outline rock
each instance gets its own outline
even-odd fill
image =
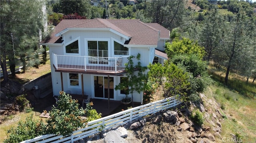
[[[176,119],[178,117],[178,113],[174,111],[168,110],[165,113],[164,113],[163,116],[164,117],[164,120],[167,121],[172,121]]]
[[[218,137],[219,139],[221,139],[221,135],[220,135],[220,132],[215,132],[214,134],[213,135],[214,136],[214,137]]]
[[[177,129],[177,130],[180,131],[182,131],[182,128],[180,126],[179,126],[178,129]]]
[[[200,104],[199,105],[199,110],[202,112],[205,112],[205,109],[204,109],[204,107],[201,104]]]
[[[209,133],[207,135],[207,137],[210,140],[210,141],[215,141],[215,138],[214,137],[214,136],[211,133]]]
[[[142,126],[144,126],[144,125],[145,125],[145,124],[146,123],[146,122],[147,121],[146,119],[145,118],[140,119],[139,119],[138,121],[140,122],[140,123],[141,123],[141,125]]]
[[[221,124],[218,121],[216,121],[216,125],[218,125],[218,126],[221,127]]]
[[[178,126],[180,124],[180,121],[177,121],[176,122],[176,123],[175,123],[174,124],[174,125],[176,125]]]
[[[184,122],[180,125],[180,127],[182,129],[182,131],[186,131],[188,130],[190,126],[188,123]]]
[[[202,131],[202,133],[201,133],[200,136],[201,138],[207,137],[207,135],[206,135],[204,131]]]
[[[137,121],[133,123],[130,126],[130,129],[133,130],[141,126],[141,124],[139,121]]]
[[[202,127],[202,129],[203,129],[203,131],[209,131],[211,129],[211,128],[207,125],[203,125]]]
[[[162,116],[159,115],[155,118],[153,118],[151,122],[154,124],[159,123],[162,120]]]
[[[217,116],[214,113],[212,113],[212,117],[215,119],[217,119]]]
[[[194,128],[191,127],[189,128],[189,131],[194,133],[195,131],[195,130],[194,129]]]
[[[120,137],[118,132],[115,130],[110,131],[107,133],[107,135],[104,138],[104,141],[105,143],[124,143],[127,142],[124,139]]]
[[[179,119],[179,121],[180,121],[180,123],[183,123],[184,122],[185,122],[186,121],[185,121],[185,119],[182,118],[182,117],[180,117],[178,118]]]
[[[0,114],[4,115],[4,113],[5,112],[5,111],[6,110],[0,110]]]
[[[193,137],[190,138],[190,141],[192,141],[193,143],[196,143],[197,142],[197,140],[196,139],[194,139]]]
[[[205,112],[204,116],[205,119],[208,119],[210,118],[210,114],[207,112]]]
[[[120,133],[120,137],[122,138],[126,138],[128,136],[127,130],[124,127],[120,127],[117,128],[116,131]]]

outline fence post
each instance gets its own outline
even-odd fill
[[[132,110],[130,112],[130,121],[132,121]]]
[[[156,113],[156,103],[155,103],[154,104],[154,114]]]
[[[71,137],[70,139],[71,139],[71,143],[74,143],[74,139],[73,138],[74,137],[73,137],[73,134],[71,134],[71,135],[70,135],[70,137]]]

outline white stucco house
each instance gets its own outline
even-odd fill
[[[139,20],[62,20],[50,38],[40,44],[49,47],[53,92],[60,91],[92,98],[121,100],[124,92],[114,88],[125,78],[125,64],[130,55],[141,55],[142,66],[163,63],[170,31],[156,23]],[[142,103],[143,93],[134,94]]]

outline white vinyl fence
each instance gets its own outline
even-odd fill
[[[140,117],[175,107],[180,103],[174,98],[169,98],[89,121],[85,128],[73,132],[71,135],[63,137],[53,134],[42,135],[20,143],[73,143],[102,131],[120,126]]]

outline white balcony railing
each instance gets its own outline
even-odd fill
[[[52,63],[56,69],[114,72],[125,70],[130,56],[119,57],[57,55],[52,53]],[[132,58],[134,67],[138,65],[137,55]]]

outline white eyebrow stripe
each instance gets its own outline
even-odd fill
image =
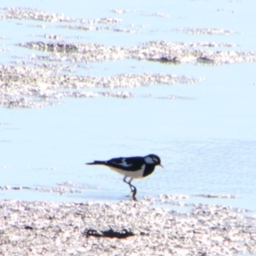
[[[122,162],[121,162],[121,163],[117,163],[117,162],[113,162],[113,164],[116,164],[116,165],[118,165],[118,166],[122,166],[123,167],[129,167],[129,166],[132,166],[132,164],[128,165],[128,164],[126,163],[125,158],[122,159]]]
[[[145,157],[145,162],[147,164],[154,164],[154,161],[153,160],[152,157],[150,157],[150,156]]]

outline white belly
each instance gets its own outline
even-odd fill
[[[143,177],[145,165],[143,165],[139,171],[136,171],[136,172],[128,172],[128,171],[117,169],[114,167],[109,167],[109,168],[112,169],[113,171],[114,171],[121,175],[126,176],[126,177],[130,177],[132,178],[142,178],[142,177]]]

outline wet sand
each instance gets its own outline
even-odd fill
[[[256,253],[256,218],[194,205],[182,213],[153,198],[118,203],[0,201],[3,255],[231,255]]]

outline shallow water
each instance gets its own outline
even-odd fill
[[[179,4],[166,1],[161,5],[153,1],[144,5],[108,1],[100,9],[84,6],[81,1],[75,1],[73,8],[62,2],[60,8],[60,1],[51,3],[49,5],[49,1],[44,1],[40,6],[32,6],[34,3],[22,2],[22,6],[63,12],[75,18],[118,17],[124,20],[121,26],[134,24],[140,30],[135,34],[106,30],[87,32],[63,29],[54,22],[0,20],[0,26],[6,28],[1,35],[5,38],[0,41],[1,49],[12,49],[0,53],[2,64],[22,61],[17,56],[40,54],[15,44],[50,41],[38,36],[46,33],[61,35],[69,42],[121,46],[149,40],[224,42],[237,44],[239,50],[255,51],[255,31],[248,26],[254,24],[249,20],[253,17],[253,1],[180,1]],[[9,4],[20,7],[18,1]],[[130,12],[118,15],[112,9]],[[169,17],[159,17],[157,12]],[[38,26],[43,24],[46,27]],[[148,26],[141,26],[145,24]],[[188,27],[224,28],[235,32],[230,36],[189,35],[175,31]],[[19,31],[19,37],[13,36],[14,30]],[[190,196],[184,201],[222,203],[256,212],[255,63],[214,67],[125,60],[86,65],[87,69],[78,69],[78,73],[163,73],[205,80],[194,84],[129,89],[135,96],[125,100],[65,98],[60,106],[40,109],[0,108],[1,186],[56,187],[59,183],[72,181],[86,188],[79,194],[62,195],[26,189],[0,190],[0,198],[123,200],[127,198],[129,188],[121,176],[84,163],[154,153],[160,156],[165,169],[157,168],[152,176],[134,181],[138,198],[184,194]],[[180,98],[162,99],[169,96]],[[201,194],[231,194],[238,199],[195,196]]]

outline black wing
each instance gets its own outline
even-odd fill
[[[144,164],[144,158],[141,156],[113,158],[105,162],[105,165],[109,167],[124,171],[137,171]]]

________________________________________

Task brief>
Reproduce the part of the material that opens with the line containing "outline white belly" and runs through the end of the material, substituting "deep water" for "shallow water" and keeping everything else the same.

Completed exercise>
outline white belly
each instance gets its own outline
even-odd fill
[[[143,177],[145,165],[143,165],[139,171],[136,171],[136,172],[128,172],[128,171],[117,169],[114,167],[109,167],[109,168],[112,169],[113,171],[114,171],[121,175],[126,176],[126,177],[130,177],[132,178],[142,178],[142,177]]]

outline wet sand
each instance gets its own outline
even-odd fill
[[[256,253],[256,218],[194,205],[182,213],[153,198],[118,203],[0,201],[3,255],[231,255]]]

outline deep water
each instance gets its own outline
even-odd fill
[[[179,4],[166,1],[161,5],[153,1],[144,5],[108,1],[100,9],[84,6],[81,1],[75,1],[73,8],[62,2],[60,8],[60,1],[51,3],[49,5],[49,1],[44,1],[40,6],[32,6],[34,3],[22,2],[22,6],[63,12],[75,18],[118,17],[124,20],[121,26],[134,24],[140,30],[135,34],[106,30],[87,32],[63,29],[54,22],[0,20],[0,26],[6,28],[1,35],[5,38],[0,41],[1,49],[12,49],[0,53],[2,64],[22,61],[17,56],[40,54],[15,44],[50,41],[38,36],[46,33],[61,35],[69,42],[121,46],[149,40],[224,42],[237,44],[239,50],[255,51],[255,31],[248,26],[254,24],[249,20],[253,17],[253,1],[180,1]],[[9,4],[20,7],[18,1]],[[130,12],[118,15],[112,9]],[[169,17],[159,17],[157,12]],[[38,26],[43,24],[46,27]],[[148,26],[141,26],[145,24]],[[188,27],[224,28],[235,32],[230,36],[189,35],[175,31]],[[19,31],[19,37],[13,36],[14,30]],[[190,196],[184,201],[222,203],[256,212],[255,63],[214,67],[125,60],[86,65],[87,69],[78,69],[78,73],[163,73],[205,80],[194,84],[129,89],[135,96],[125,100],[65,98],[60,106],[40,109],[0,108],[1,186],[56,187],[59,183],[72,181],[86,188],[79,194],[62,195],[26,189],[0,190],[0,198],[123,200],[127,198],[129,188],[121,176],[84,163],[154,153],[160,156],[165,169],[157,168],[152,176],[134,181],[138,198],[184,194]],[[180,98],[162,99],[169,96]],[[201,194],[231,194],[238,199],[195,196]]]

outline black wing
each instance gets its own outline
even-odd fill
[[[144,164],[144,158],[141,156],[113,158],[105,162],[105,165],[109,167],[124,171],[137,171]]]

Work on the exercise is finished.